--- 节选原文 ---
○吴涵彧
九月风尘仆仆而来,我们被仓促飞奔的时间一脚踹进了高三的战场。
如同长期在外征战的兵卒整日被马蹄扬尘、短兵相接包围,小打小闹和旷世大战似乎都没什么区别了,不论面对什么,满身只有斗志与疲倦交缠,在书山题海里拼搏了多年的我们也是如此麻木,以光速装满的试卷夹也好,还在不断扩张领土的黑板右侧的作业区也罢,都难以真真切切地唤醒我们——高三来了。
眼前晃动着没完没了的板书,耳朵被老师深深浅浅高高低低的讲课声填满,双手汗涔涔的,仿佛被水笔粘连着……但是,至少还有一样感官,仍然属于我们自己,那就是味蕾。
进入高三,学校晚自习提前到六点半开始,不少同学再难像候鸟一般,在家和学校之间往返穿梭。或是爸妈送饭,或是从家里带饭,走廊在继“早饭一条廊”“孤独眺望圣地”“谈情说爱天堂”后,又荣膺“晚饭小食堂”称号。家长拎着饭盒站在走廊上等着,学生端着饭盒搬出凳子坐在走廊上,时不时爆发出一阵快活的笑声。
原本五点五十分在家里餐桌旁被唤醒的味蕾,如今在学校热闹的走廊上迷迷糊糊地被叫醒。
同学们兴奋地环顾四周,活跃地四处走动,时不时发出惊喜的尖叫,还不安分地喊着:高三来了!
每天下午的最后一节自习课,尤其是最后十分钟,空气里总会弥漫着几分躁动不安。
此症状主要体现为:头脑眩晕(解不出题),双手无力(拿不动笔),嘴唇颤抖(想聊聊八卦),眼神飘飞无神——
从前飘忽的目光总被迫终止在讲台上老师抬头的瞬间,进入高三后,却往往终止于教室外头送饭家长的无声注视中。
家长们往往会提前十分钟就等候在走廊上或者楼下。
--- 条目列表 ---
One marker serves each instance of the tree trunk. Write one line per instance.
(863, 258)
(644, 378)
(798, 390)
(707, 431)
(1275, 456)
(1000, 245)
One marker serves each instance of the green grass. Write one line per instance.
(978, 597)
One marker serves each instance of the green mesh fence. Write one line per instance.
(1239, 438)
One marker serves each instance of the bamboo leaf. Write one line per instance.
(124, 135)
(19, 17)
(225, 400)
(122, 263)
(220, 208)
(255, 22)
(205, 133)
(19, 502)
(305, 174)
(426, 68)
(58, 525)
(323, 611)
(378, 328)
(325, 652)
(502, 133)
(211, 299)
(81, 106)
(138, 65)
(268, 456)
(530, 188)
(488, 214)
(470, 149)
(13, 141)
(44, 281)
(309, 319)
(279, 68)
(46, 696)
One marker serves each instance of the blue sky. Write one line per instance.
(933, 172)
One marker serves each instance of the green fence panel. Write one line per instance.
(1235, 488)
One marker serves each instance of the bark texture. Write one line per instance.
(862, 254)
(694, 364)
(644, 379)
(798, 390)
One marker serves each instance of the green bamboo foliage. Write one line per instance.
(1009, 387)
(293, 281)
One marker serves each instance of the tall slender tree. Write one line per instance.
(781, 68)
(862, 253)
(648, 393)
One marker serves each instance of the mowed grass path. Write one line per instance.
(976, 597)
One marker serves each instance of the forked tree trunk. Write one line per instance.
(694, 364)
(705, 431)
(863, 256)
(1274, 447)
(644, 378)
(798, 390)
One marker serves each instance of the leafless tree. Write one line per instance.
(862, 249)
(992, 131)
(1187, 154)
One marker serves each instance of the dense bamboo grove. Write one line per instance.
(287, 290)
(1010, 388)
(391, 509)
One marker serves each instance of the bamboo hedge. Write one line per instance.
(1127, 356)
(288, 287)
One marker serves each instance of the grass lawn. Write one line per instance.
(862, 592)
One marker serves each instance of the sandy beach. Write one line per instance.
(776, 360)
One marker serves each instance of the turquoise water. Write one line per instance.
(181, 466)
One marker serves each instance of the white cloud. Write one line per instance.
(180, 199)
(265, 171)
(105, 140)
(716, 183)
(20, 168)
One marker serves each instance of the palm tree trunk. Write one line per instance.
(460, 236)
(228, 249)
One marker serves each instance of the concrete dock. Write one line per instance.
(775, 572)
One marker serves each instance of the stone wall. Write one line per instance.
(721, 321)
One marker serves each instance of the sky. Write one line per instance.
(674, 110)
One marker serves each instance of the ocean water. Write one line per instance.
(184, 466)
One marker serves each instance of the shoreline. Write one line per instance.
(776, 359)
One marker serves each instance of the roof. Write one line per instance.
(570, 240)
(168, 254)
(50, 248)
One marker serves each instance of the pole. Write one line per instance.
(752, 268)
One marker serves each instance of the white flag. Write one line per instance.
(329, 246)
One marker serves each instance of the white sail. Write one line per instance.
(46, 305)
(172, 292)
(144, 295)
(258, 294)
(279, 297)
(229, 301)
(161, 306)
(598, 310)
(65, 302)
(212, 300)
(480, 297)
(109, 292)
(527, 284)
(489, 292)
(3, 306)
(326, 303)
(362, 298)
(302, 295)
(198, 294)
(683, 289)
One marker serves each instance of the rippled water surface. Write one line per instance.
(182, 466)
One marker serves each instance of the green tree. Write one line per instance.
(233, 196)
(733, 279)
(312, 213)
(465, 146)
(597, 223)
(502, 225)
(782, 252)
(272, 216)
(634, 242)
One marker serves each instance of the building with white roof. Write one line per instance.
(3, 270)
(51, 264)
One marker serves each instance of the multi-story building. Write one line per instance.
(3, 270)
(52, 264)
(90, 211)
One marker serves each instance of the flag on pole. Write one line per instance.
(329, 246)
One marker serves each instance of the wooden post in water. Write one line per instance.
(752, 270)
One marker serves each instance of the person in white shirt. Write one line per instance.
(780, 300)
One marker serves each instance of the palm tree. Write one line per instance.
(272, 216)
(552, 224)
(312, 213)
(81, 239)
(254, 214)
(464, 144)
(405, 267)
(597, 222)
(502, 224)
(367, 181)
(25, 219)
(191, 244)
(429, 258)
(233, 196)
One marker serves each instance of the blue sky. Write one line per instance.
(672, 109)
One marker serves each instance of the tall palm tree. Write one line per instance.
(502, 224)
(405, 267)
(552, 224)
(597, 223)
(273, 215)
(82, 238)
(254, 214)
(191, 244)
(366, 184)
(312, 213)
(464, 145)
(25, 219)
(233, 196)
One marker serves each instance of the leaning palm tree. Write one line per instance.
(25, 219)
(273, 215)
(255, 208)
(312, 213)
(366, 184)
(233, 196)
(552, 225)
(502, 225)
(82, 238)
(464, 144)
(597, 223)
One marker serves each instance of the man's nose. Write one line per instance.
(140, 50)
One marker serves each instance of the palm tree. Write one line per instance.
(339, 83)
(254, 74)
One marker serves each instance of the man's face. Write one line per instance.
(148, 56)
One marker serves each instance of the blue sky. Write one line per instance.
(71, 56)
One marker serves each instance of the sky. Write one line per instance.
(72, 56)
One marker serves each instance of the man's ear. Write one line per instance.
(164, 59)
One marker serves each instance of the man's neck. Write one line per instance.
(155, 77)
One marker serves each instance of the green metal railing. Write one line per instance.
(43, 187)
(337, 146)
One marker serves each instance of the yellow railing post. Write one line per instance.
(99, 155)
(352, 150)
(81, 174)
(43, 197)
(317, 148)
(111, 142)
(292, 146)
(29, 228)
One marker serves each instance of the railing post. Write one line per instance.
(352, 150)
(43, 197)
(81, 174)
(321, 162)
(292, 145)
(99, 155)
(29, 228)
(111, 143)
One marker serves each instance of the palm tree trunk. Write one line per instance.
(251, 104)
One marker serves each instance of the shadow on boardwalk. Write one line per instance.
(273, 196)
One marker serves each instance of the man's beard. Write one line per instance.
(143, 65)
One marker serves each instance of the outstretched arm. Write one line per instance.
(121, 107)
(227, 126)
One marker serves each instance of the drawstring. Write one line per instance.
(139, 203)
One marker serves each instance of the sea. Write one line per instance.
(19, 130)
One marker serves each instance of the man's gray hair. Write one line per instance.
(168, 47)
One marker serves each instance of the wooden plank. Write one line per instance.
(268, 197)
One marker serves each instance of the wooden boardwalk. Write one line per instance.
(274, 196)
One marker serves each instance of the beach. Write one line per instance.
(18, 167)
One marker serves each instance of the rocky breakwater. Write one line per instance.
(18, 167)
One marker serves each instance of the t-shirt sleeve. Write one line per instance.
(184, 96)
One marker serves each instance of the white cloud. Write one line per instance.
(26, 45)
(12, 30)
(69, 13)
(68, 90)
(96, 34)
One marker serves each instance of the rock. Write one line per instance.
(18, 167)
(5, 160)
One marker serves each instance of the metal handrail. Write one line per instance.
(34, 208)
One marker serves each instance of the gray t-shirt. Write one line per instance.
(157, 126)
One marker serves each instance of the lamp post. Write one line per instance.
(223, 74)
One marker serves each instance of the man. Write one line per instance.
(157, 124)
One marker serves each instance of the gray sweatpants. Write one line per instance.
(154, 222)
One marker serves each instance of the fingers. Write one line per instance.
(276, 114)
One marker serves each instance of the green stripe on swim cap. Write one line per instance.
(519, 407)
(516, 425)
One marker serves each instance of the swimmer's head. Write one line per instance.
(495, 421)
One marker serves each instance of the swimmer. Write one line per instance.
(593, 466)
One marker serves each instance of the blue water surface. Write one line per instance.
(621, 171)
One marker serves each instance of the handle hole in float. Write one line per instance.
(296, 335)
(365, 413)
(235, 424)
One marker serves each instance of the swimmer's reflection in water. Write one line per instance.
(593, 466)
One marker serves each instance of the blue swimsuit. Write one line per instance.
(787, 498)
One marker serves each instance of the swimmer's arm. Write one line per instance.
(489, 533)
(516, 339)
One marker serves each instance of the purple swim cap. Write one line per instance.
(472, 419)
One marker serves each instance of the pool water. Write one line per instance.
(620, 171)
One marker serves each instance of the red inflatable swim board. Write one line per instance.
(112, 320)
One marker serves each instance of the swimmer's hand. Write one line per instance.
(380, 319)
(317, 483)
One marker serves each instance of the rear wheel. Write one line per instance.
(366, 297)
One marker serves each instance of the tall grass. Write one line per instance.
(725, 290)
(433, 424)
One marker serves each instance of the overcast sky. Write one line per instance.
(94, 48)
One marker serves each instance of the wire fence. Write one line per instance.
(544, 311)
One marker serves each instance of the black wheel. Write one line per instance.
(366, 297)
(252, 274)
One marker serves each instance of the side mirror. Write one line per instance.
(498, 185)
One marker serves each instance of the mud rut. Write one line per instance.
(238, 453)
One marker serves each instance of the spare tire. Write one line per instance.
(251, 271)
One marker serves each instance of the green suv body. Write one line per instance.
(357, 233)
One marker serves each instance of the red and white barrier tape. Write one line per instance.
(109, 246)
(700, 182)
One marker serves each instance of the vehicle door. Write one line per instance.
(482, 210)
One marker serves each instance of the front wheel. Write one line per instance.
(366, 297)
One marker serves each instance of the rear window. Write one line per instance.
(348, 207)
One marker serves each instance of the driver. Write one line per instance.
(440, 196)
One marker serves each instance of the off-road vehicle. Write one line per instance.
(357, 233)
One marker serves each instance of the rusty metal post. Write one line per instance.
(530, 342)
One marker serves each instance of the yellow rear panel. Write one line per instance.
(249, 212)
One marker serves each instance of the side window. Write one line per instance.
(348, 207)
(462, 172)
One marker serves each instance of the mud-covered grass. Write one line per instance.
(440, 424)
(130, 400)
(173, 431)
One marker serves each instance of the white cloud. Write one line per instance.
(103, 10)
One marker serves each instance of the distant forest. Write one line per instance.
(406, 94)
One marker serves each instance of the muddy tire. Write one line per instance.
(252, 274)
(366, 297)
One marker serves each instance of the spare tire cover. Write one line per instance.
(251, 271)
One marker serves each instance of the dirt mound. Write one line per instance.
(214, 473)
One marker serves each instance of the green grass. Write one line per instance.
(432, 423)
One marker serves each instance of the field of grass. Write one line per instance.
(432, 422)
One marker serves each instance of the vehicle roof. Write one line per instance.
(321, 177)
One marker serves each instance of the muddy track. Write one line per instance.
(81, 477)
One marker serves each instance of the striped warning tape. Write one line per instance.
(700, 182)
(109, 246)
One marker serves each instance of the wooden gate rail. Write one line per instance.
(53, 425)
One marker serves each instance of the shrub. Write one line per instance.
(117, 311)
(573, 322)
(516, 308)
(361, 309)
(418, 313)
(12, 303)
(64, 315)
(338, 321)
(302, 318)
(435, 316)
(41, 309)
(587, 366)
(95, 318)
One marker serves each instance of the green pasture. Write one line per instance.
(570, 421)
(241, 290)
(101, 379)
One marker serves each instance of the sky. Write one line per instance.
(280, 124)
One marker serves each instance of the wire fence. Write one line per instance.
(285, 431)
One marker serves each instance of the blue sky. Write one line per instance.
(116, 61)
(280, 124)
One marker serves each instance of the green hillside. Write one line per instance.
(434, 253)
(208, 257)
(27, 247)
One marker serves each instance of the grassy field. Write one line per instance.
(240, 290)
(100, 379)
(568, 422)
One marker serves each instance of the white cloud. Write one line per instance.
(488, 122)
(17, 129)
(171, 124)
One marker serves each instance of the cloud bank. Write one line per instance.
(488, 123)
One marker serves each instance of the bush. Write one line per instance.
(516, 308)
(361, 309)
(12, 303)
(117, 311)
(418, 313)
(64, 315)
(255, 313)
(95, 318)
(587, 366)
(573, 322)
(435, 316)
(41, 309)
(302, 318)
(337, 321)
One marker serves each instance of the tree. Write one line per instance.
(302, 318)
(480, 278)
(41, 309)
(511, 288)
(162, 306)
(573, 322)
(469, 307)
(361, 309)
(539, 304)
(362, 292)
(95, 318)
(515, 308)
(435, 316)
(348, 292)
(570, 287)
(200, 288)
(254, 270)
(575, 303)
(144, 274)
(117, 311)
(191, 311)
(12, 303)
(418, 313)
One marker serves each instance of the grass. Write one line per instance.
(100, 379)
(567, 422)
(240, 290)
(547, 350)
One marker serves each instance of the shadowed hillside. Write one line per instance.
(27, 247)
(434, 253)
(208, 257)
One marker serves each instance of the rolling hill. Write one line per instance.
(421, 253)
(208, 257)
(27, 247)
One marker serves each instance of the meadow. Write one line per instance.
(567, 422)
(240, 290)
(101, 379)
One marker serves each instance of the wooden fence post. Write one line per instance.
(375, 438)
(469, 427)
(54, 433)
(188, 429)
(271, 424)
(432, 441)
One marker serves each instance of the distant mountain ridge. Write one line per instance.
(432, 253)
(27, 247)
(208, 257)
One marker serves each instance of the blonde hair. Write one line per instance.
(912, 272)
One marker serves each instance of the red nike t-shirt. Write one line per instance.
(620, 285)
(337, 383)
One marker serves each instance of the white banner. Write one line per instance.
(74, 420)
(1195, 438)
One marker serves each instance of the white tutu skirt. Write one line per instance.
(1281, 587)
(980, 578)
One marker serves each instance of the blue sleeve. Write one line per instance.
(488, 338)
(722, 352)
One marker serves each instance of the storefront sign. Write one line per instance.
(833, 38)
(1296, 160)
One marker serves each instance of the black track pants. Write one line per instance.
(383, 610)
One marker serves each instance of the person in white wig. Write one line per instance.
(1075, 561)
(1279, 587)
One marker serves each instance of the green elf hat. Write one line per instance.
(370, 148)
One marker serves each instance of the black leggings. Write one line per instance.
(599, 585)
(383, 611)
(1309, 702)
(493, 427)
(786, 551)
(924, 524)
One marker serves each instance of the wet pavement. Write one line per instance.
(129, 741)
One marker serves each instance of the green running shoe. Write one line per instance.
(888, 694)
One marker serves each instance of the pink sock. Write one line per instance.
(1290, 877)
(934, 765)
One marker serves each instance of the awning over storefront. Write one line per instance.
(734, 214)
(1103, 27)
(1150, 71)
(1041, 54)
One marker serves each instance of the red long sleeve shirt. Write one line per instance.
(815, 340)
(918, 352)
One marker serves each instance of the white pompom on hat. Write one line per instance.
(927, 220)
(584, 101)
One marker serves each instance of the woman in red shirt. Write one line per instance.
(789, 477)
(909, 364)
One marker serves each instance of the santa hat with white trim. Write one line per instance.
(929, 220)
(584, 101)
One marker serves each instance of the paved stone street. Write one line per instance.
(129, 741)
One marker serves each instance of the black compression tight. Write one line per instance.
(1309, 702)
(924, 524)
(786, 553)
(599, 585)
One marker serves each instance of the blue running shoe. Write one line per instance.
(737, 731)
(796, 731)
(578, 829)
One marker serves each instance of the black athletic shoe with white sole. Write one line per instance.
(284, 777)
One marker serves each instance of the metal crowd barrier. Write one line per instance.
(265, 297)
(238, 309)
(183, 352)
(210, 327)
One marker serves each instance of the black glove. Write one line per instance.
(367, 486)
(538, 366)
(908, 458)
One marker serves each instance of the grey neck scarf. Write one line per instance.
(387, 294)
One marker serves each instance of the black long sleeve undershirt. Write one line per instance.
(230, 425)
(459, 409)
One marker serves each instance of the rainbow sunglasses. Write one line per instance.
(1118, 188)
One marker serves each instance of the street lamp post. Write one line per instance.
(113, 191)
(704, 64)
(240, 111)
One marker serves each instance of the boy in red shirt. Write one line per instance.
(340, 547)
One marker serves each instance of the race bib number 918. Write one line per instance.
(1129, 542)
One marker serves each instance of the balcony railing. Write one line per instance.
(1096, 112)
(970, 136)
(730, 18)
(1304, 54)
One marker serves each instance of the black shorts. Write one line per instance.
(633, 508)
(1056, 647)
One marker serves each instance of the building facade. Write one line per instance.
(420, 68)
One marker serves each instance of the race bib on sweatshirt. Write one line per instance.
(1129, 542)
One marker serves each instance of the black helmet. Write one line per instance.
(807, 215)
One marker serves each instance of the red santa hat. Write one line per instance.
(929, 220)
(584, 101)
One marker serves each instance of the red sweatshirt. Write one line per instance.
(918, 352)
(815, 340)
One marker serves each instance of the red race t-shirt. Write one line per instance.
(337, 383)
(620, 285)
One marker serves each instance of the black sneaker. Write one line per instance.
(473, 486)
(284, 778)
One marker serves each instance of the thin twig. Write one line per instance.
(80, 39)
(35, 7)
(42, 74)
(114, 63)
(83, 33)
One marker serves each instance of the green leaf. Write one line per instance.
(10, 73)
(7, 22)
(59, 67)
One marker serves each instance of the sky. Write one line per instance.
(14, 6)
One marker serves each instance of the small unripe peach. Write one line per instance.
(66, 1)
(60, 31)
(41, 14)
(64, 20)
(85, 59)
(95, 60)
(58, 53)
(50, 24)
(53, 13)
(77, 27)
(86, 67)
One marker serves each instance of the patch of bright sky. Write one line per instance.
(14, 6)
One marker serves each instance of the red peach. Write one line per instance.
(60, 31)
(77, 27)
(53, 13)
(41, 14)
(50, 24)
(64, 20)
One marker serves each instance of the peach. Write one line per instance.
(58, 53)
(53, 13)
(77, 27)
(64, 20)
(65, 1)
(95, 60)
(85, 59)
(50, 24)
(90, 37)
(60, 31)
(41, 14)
---
* **任务清单**:
1. 把这篇关于高三的短文中以“进入高三,学校晚自习提前到六点半开始”开头的那一段压缩改写成要点列表,主要事实不可遗漏。
2. 续写这篇关于高三的短文,紧接“家长们往往会提前十分钟就等候在走廊上或者楼下。”往下写。

* **答复**:
1.
- 进入高三后,晚自习提前到六点半开始,不少同学没法再回家吃晚饭。
- 晚饭改为由爸妈送来,或从家里带来。
- 走廊此前已有“早饭一条廊”“孤独眺望圣地”“谈情说爱天堂”等称号,如今又多了一个“晚饭小食堂”。
- 家长拎着饭盒在走廊上等候,学生端着饭盒、搬出凳子坐在走廊上吃饭,不时爆发出一阵快活的笑声。

2.
站在教学楼下的家长,在小小的一方空间里,或虽徐徐踱步,却有几丝局促不安,像误打误撞入桃源仙境的武陵人,毕竟从前除了开家长会,整个学期也难得来几次教学楼,校园生活于他们而言已是遥远到模糊的回忆;或是站立得笔直,凝神盯着第N次贴在墙上的段考龙虎榜。有人在第一行就瞥到自己孩子的名字,眼角含笑;有人强装镇定,眼睛已在榜上不动声色地扫视了许多遍,但还是一无所获,只有紧锁的眉头泄露他们内心的风起云涌。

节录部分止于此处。